* **AIM OF THE TASK**: Render every line of the items below as a numbered list, omitting any blank lines and excluding the pictures from your answer.

========================================================================

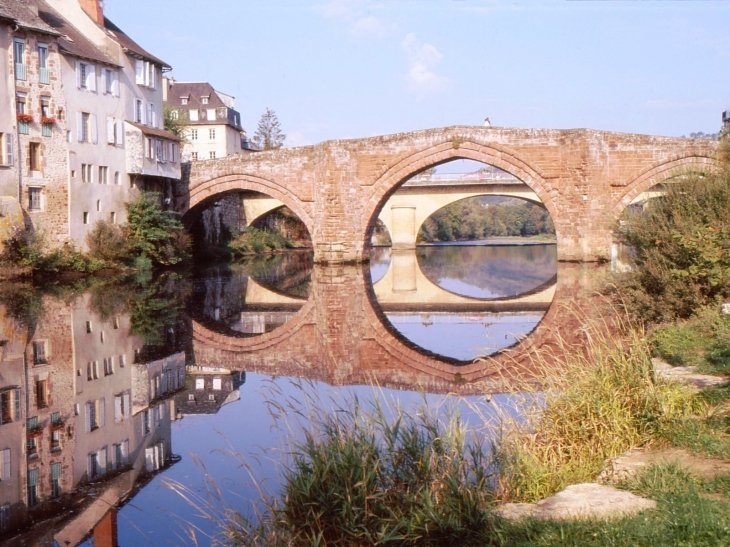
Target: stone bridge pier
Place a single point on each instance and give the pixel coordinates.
(584, 178)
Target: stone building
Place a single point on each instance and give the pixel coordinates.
(214, 127)
(85, 129)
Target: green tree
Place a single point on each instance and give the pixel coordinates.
(268, 133)
(156, 234)
(176, 122)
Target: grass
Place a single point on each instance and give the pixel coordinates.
(703, 341)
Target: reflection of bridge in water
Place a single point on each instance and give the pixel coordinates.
(341, 336)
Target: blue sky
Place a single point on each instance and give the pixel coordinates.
(335, 69)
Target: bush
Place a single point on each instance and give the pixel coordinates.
(682, 249)
(108, 241)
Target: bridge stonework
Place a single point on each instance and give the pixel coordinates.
(585, 178)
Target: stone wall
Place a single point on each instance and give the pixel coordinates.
(584, 178)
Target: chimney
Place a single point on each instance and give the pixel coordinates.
(95, 9)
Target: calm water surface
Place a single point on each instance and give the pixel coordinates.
(114, 389)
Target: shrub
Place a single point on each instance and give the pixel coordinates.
(682, 249)
(108, 241)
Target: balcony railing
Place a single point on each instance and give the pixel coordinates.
(21, 71)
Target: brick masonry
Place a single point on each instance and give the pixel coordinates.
(585, 178)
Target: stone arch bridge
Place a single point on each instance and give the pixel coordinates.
(585, 178)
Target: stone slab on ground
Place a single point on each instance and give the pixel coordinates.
(686, 375)
(579, 501)
(629, 465)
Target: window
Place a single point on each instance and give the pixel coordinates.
(94, 415)
(31, 445)
(44, 75)
(10, 406)
(138, 110)
(32, 487)
(34, 153)
(5, 464)
(85, 76)
(56, 480)
(34, 199)
(7, 148)
(85, 172)
(21, 72)
(41, 390)
(39, 351)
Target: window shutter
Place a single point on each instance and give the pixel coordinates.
(110, 133)
(102, 460)
(120, 132)
(118, 408)
(79, 126)
(94, 130)
(91, 78)
(9, 149)
(6, 464)
(139, 72)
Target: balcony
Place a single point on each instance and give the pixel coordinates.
(21, 71)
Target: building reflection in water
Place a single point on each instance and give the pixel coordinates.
(85, 418)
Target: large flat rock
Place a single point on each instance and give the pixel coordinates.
(580, 501)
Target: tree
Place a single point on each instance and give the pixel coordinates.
(268, 133)
(174, 123)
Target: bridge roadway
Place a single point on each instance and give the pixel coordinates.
(341, 336)
(583, 177)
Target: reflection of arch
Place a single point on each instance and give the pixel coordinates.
(223, 342)
(491, 154)
(214, 189)
(659, 173)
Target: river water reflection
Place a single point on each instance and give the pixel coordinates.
(109, 386)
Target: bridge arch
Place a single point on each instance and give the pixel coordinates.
(203, 194)
(658, 173)
(501, 157)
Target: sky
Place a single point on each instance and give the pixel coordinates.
(340, 69)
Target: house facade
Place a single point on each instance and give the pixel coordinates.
(214, 127)
(85, 120)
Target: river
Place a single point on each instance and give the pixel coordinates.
(119, 392)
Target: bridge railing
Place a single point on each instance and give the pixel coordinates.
(462, 178)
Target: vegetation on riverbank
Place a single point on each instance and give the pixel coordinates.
(481, 218)
(151, 237)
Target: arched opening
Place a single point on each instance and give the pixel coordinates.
(471, 269)
(244, 222)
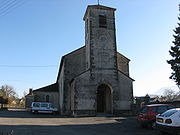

========================================================================

* **WRITTEN SOLUTION**:
1. Target: stone bridge pier
2. Place a single point on each instance and give the pixel coordinates.
3. (584, 178)
4. Target: stone building
5. Place a single point on each instance and give the pixel coordinates.
6. (214, 127)
7. (85, 129)
8. Target: green tree
9. Place a single point on each instance and give the pixel coordinates.
10. (268, 133)
11. (156, 234)
12. (176, 122)
13. Target: grass
14. Place a single point on each instance and give the pixel coordinates.
15. (703, 341)
16. Target: reflection of bridge in water
17. Place a single point on each instance and give the pixel coordinates.
18. (341, 336)
19. Target: blue sky
20. Place a single point on each instance and give the pixel coordinates.
21. (335, 69)
22. Target: bush
23. Place a single point on each instance and give the pixel coordinates.
24. (682, 249)
25. (108, 241)
26. Target: bridge stonework
27. Place a single point on each instance and give the pixel coordinates.
28. (585, 178)
29. Target: stone wall
30. Place a single point on each instance and give the pixel coordinates.
31. (584, 178)
32. Target: chimney
33. Place a single point on each instance and give the pixel coordinates.
34. (95, 9)
35. Target: calm water surface
36. Place a single point on each instance and give the pixel coordinates.
37. (114, 389)
38. Target: shrub
39. Place a single point on each instance and give the pixel coordinates.
40. (682, 249)
41. (108, 241)
42. Target: balcony railing
43. Place a single point on each instance and give the pixel coordinates.
44. (21, 71)
45. Target: brick masonry
46. Place a single point on each instance and give the pixel coordinates.
47. (585, 178)
48. Target: stone arch bridge
49. Place a single point on each instance and give the pixel coordinates.
50. (585, 178)
51. Target: stone slab on ground
52. Place a single point on each instance and give the pixel coordinates.
53. (686, 375)
54. (579, 501)
55. (629, 465)
56. Target: window
57. Place a single point on each instance and give the pixel coordinates.
58. (94, 415)
59. (31, 445)
60. (44, 75)
61. (10, 406)
62. (138, 110)
63. (32, 487)
64. (34, 153)
65. (5, 464)
66. (85, 76)
67. (56, 480)
68. (34, 199)
69. (7, 148)
70. (85, 172)
71. (21, 72)
72. (41, 390)
73. (39, 351)
74. Target: window shutter
75. Place a single point on each instance and give the pixel coordinates.
76. (110, 133)
77. (102, 460)
78. (120, 132)
79. (118, 408)
80. (79, 126)
81. (94, 130)
82. (91, 78)
83. (9, 149)
84. (6, 464)
85. (139, 72)
86. Target: balcony
87. Place a single point on each instance and give the pixel coordinates.
88. (21, 71)
89. Target: building reflection in water
90. Place a single point on each instance and give the pixel coordinates.
91. (85, 418)
92. Target: large flat rock
93. Place a single point on each instance and give the pixel coordinates.
94. (580, 501)
95. Target: tree
96. Place a single point on each instance and give the pixel coordinates.
97. (268, 133)
98. (174, 123)
99. Target: bridge roadway
100. Place a single point on each instance and give the pixel coordinates.
101. (341, 336)
102. (583, 177)
103. Target: reflection of arch
104. Place a single point on each instance and give the pixel coordinates.
105. (223, 342)
106. (491, 154)
107. (214, 189)
108. (659, 173)
109. Target: river water reflection
110. Place a single point on each instance and give the pixel coordinates.
111. (109, 386)
112. Target: bridge arch
113. Place a single point on each instance and give the pixel coordinates.
114. (203, 194)
115. (658, 173)
116. (501, 157)
117. Target: sky
118. Place a single point on each instance and give the pixel coordinates.
119. (340, 69)
120. Target: house facade
121. Place a single point on each instance and give the pixel coordinates.
122. (214, 127)
123. (85, 120)
124. Target: river
125. Place a single point on each instance and give the pixel coordinates.
126. (119, 392)
127. Target: bridge railing
128. Place a single point on each instance and give the pixel coordinates.
129. (462, 178)
130. Target: vegetation on riverbank
131. Place a single point on each instance and give the pixel coordinates.
132. (481, 218)
133. (151, 237)
134. Target: arched opening
135. Place a single point on each instance and give the pixel coordinates.
136. (471, 269)
137. (244, 222)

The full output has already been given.